Assigned task
The response should be a faithful copy of every record, with nothing left out.

Supplied records
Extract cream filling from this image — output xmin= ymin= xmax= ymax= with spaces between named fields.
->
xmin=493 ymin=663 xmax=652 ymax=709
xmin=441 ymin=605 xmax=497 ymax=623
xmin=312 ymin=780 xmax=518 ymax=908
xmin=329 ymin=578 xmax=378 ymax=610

Response area
Extract cream filling from this image — output xmin= ymin= xmax= ymax= with spaces between named fields.
->
xmin=493 ymin=663 xmax=652 ymax=709
xmin=441 ymin=605 xmax=497 ymax=623
xmin=312 ymin=780 xmax=518 ymax=908
xmin=329 ymin=578 xmax=378 ymax=610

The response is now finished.